*The task*:
Copy out the excerpt below on McCulloch and Pitts and the early history of computing, word for word and in full.

*Source passage*:

----

This is part one of the article. (It is huge, sorry.)
The best way to pinpoint the development of Neuronal Networks to a single research is to cite the article by McCulloch and Pitts, A Logical Calculus of Ideas Immanent in Nervous Activity (1943), an important article that should be browsed by all. Their work is frequently mentioned en passant in introductory courses on neural networks, but few people know well what they actually did, said and thought.
It is important to situate this work within its context. Turing’s famous article containing his machine and formalizing the idea of computation was published in 1936, and Shannon’s master thesis linking electronic circuit design to Boolean logic came in 1937. That was also the period when the first modern computers started to be built. Until then, the most complex computers were differential analysers, such as the one made by Vannevar Bush (1927). Some of the first computers and calculating machines built were the Z machines of Konrad Zuse (1936), the machines by Stibitz (1936), the ABC (1937), the Colossus (1943), the ASCC (1944) and the ENIAC (1944). Notice that many of these inventors did not know of parallel or previous similar researches. For example, I believe only Aiken (ASCC) was aware of the work of Babbage from the previous century.
Returning to Alan Turing, while his machine is important to help engineers to think about the concept of an automated computing machine, this was not the first reason Turing came up with it, and actually, engineers only started to care about machines being “Turing-complete” more recently (when they do at all). Turing and Alonzo Church were concerned with fundamental questions of mathematics. Their work solved the famous Entscheidungsproblem proposed by Hilbert in 1928, and were also explorations over the 1931 findings of Kurt Gödel, the incompleteness theorems. These mathematical works are related to the development of modern logic.

----

*Record extracts*:

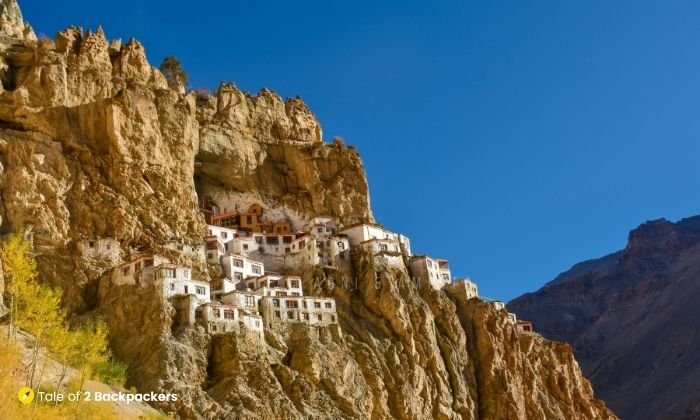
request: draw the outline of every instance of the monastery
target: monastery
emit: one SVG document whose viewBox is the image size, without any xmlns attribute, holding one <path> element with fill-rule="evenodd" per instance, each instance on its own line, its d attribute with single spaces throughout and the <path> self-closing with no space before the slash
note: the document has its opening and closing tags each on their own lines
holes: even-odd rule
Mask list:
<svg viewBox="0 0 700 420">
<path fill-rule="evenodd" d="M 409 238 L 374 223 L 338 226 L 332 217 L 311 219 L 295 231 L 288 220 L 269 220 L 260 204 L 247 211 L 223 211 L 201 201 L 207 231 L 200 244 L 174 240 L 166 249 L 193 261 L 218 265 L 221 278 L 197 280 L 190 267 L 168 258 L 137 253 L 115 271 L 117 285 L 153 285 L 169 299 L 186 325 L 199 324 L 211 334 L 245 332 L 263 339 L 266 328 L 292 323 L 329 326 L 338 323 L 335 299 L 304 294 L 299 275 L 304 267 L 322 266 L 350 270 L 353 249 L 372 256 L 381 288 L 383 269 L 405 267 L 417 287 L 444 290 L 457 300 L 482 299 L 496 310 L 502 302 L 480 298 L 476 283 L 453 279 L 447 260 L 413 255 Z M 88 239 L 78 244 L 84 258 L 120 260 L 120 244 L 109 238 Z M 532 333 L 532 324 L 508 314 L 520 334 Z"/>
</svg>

----

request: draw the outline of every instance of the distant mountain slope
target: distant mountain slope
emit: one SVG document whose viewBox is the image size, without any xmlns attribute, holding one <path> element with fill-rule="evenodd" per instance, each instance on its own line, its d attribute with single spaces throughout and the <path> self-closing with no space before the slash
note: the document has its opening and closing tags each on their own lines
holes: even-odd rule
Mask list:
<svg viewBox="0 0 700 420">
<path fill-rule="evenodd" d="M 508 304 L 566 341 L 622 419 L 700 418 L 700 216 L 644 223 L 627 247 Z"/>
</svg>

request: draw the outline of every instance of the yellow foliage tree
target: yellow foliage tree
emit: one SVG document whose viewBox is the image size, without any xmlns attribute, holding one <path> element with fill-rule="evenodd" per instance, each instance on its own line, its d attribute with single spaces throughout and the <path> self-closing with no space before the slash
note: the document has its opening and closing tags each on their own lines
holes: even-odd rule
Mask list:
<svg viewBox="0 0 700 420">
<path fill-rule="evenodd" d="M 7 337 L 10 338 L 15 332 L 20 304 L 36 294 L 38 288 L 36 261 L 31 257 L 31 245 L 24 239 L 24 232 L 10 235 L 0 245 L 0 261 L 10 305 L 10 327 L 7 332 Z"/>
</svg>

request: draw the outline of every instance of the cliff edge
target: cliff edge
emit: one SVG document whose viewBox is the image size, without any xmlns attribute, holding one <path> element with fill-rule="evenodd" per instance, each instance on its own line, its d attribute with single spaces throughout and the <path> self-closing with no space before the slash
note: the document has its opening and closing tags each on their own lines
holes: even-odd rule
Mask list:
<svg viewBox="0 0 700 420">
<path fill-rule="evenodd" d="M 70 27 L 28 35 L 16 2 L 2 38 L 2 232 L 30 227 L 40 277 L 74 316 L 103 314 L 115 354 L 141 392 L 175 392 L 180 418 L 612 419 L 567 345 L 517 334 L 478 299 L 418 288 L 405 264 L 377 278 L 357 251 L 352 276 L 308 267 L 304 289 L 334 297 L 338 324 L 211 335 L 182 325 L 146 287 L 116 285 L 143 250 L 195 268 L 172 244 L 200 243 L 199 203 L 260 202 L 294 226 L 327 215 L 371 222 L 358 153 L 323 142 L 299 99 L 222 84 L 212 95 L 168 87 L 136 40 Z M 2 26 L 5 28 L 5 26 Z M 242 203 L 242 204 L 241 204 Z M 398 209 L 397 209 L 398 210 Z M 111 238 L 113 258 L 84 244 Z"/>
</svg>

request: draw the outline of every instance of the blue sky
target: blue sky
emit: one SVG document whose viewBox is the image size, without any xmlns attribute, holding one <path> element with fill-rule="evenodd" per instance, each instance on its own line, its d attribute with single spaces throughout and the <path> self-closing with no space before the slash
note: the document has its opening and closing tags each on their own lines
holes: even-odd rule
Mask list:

----

*Exercise result*:
This is part one of the article. (It is huge, sorry.)
The best way to pinpoint the development of Neuronal Networks to a single research is to cite the article by McCulloch and Pitts, A Logical Calculus of Ideas Immanent in Nervous Activity (1943), an important article that should be browsed by all. Their work is frequently mentioned en passant in introductory courses on neural networks, but few people know well what they actually did, said and thought.
It is important to situate this work within its context. Turing’s famous article containing his machine and formalizing the idea of computation was published in 1936, and Shannon’s master thesis linking electronic circuit design to Boolean logic came in 1937. That was also the period when the first modern computers started to be built. Until then, the most complex computers were differential analysers, such as the one made by Vannevar Bush (1927). Some of the first computers and calculating machines built were the Z machines of Konrad Zuse (1936), the machines by Stibitz (1936), the ABC (1937), the Colossus (1943), the ASCC (1944) and the ENIAC (1944). Notice that many of these inventors did not know of parallel or previous similar researches. For example, I believe only Aiken (ASCC) was aware of the work of Babbage from the previous century.
Returning to Alan Turing, while his machine is important to help engineers to think about the concept of an automated computing machine, this was not the first reason Turing came up with it, and actually, engineers only started to care about machines being “Turing-complete” more recently (when they do at all). Turing and Alonzo Church were concerned with fundamental questions of mathematics. Their work solved the famous Entscheidungsproblem proposed by Hilbert in 1928, and were also explorations over the 1931 findings of Kurt Gödel, the incompleteness theorems. These mathematical works are related to the development of modern logic.